Problem to work on. Please rewrite the material below, swapping every "Pointer output" for "Marked points" and keeping all else unchanged.

Source data.
## BEGIN
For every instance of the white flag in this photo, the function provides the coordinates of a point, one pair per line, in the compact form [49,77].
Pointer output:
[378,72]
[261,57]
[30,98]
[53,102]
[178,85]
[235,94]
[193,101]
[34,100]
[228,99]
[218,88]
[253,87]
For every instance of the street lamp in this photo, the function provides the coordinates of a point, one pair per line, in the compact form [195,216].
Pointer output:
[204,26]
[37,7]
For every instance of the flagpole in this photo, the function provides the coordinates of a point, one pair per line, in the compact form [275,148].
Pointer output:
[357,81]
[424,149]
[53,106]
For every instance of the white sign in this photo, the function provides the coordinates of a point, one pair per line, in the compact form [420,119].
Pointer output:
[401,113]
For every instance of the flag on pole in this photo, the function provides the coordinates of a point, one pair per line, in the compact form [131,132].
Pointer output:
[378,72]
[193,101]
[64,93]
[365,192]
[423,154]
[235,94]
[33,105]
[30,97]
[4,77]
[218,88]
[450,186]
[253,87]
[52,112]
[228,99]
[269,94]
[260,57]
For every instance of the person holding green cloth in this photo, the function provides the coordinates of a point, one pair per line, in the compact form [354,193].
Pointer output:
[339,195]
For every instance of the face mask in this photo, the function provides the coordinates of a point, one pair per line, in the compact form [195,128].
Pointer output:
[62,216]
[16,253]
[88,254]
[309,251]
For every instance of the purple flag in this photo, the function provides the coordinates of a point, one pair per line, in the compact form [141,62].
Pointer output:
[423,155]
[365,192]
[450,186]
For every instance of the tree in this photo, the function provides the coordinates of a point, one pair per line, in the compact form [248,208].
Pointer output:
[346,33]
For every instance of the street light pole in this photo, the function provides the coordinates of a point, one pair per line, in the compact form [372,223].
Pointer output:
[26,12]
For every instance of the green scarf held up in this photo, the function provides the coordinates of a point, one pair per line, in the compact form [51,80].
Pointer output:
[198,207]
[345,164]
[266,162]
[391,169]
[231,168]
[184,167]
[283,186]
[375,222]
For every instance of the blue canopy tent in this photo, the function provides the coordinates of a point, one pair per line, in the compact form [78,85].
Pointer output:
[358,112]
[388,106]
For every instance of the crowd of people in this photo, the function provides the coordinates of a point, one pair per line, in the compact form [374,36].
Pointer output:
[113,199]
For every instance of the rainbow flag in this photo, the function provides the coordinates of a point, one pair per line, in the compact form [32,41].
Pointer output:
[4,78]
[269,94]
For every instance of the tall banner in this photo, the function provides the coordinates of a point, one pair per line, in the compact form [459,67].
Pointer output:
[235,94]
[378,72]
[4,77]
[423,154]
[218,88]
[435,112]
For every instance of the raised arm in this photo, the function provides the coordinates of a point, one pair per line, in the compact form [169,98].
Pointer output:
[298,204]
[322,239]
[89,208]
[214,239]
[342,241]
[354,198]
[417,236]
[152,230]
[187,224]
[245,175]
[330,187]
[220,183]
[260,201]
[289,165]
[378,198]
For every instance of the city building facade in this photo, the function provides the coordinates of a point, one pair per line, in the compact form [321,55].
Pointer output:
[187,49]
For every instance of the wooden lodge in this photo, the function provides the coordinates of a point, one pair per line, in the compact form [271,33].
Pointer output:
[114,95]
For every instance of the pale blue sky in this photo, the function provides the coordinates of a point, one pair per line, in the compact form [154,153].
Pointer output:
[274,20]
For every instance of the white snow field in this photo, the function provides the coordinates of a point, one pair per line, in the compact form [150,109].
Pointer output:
## END
Response to this task.
For every instance of the white flag in this photo, the function provides the coordinates of a point, one pair per line, in the compact form [49,77].
Marked points:
[378,72]
[261,57]
[30,98]
[53,102]
[178,85]
[235,94]
[193,101]
[34,100]
[228,99]
[218,88]
[253,87]
For every instance of the street lamp in this photo, the function provides the coordinates of a point, one pair per line, in the compact form [195,216].
Marked points:
[204,26]
[37,7]
For every instance of the flagpole in this photo, the function provides the coordinates of a point, one pair per line, in the compact form [275,148].
Marked points:
[357,81]
[424,149]
[53,106]
For every instance of the white sign in this photo, the function provides the coordinates of a point, one pair per line, in the compact form [420,119].
Marked points:
[401,113]
For every instance of the flag on pole in this photo, the function provides the coordinates of a point, one pair per line, in the compact form [131,132].
Marked points:
[378,72]
[193,101]
[64,93]
[365,192]
[423,154]
[235,94]
[33,105]
[30,97]
[4,77]
[218,88]
[450,186]
[253,87]
[52,112]
[228,99]
[269,94]
[260,57]
For every instance of the person holding green cloth in this photo, the function provides the coordinates of a point, one pair per line, in the compact form [354,193].
Marked points:
[339,195]
For every instance of the face mask in this photo, the function provides the coordinates of a point, one pair per line, in the compact form [195,128].
Marked points:
[62,216]
[16,253]
[88,254]
[309,251]
For every instance of the purple flag in this photo, the function provides the coordinates of a point, one pair per line, in the compact form [141,62].
Marked points:
[423,155]
[365,192]
[450,186]
For every instance of the tree in this photo, the function provides the coordinates of a point, one pair per line, in the compact form [248,208].
Marked points:
[346,33]
For every instance of the street light pole in this photo, the function provides the coordinates of a point, one pair per line, in the compact form [372,223].
Marked points:
[26,12]
For every instance of the green scarf held up in this photo, the function provides the coordinates of a point, one pair per line, in the compact form [51,80].
Marked points:
[198,207]
[345,164]
[266,162]
[391,169]
[231,168]
[184,167]
[283,186]
[375,222]
For every instance of the blue canopy tent in this photo, the function provides the coordinates of a point, one pair per line, in the compact form [78,85].
Marked points:
[358,112]
[388,106]
For every instance of the crowd of people in this photo, the function provides the coordinates of a point, one pair per line, in the compact form [374,36].
Marked points:
[113,199]
For every instance of the rainbow flag in this photo, the function provides the coordinates of a point, one pair per line, in the compact form [32,41].
Marked points:
[4,78]
[269,94]
For every instance of the tall banner in this photo, the function provides the coordinates of a point, one pair per line, in the compact form [459,67].
Marked points:
[235,94]
[378,72]
[4,77]
[423,154]
[218,88]
[435,112]
For every instance of the raised arm in this photo, the function provides the coordinates of a point, one pair per line, in the compact form [169,98].
Marked points:
[298,204]
[322,239]
[89,208]
[214,239]
[342,241]
[354,198]
[417,236]
[152,230]
[187,224]
[245,175]
[330,187]
[220,183]
[260,201]
[289,165]
[378,198]
For every instance of the city building facade in this photo, the function provides the coordinates of a point, one pair per line, in the compact form [321,55].
Marked points:
[187,49]
For every instance of the wooden lodge in this photo, the function provides the coordinates of a point, one pair per line, in the compact form [271,33].
Marked points:
[114,95]
For every instance of the pale blue sky in this photo, the function provides the coordinates of a point, one pair per line, in the compact form [154,153].
Marked points:
[274,20]
For every instance of the white snow field in this photo, the function provides the coordinates of a point, one pair per line, in the compact form [150,109].
Marked points:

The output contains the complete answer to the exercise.